#### [Provided information]
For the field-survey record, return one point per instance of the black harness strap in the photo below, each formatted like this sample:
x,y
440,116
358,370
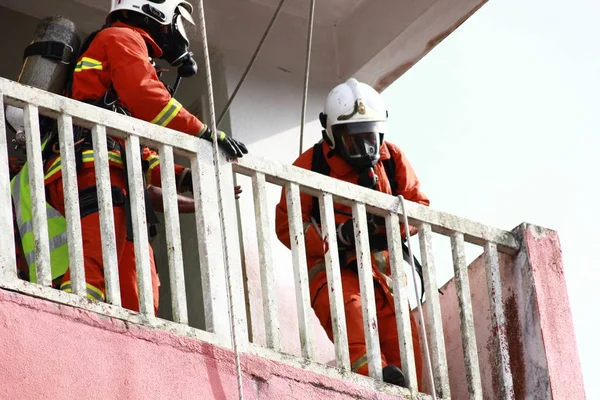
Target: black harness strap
x,y
320,165
49,49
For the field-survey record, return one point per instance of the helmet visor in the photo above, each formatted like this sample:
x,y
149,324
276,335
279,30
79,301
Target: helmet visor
x,y
184,24
359,141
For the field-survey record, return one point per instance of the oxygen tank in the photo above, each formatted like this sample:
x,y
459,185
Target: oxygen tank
x,y
47,63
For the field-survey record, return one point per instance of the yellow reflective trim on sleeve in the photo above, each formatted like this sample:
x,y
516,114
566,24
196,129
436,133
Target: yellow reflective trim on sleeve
x,y
92,292
358,364
87,157
168,113
88,63
115,157
153,161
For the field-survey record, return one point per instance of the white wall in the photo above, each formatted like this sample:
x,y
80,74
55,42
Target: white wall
x,y
266,115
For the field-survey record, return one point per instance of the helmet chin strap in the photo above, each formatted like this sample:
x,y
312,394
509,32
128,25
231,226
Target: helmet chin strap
x,y
368,178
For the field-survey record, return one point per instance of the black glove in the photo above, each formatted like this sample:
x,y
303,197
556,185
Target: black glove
x,y
233,148
375,226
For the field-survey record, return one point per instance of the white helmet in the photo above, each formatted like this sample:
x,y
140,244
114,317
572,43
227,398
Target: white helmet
x,y
355,120
175,14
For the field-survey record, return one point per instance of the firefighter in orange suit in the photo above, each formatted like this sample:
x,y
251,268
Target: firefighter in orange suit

#### [Task statement]
Identify every line above that includes the word "orange", and show those lines.

#### [Result]
For the field-survey record, return one point per instance of the firefighter in orange suit in the photo above, each formatted like this sample:
Target: firefighter in orange suit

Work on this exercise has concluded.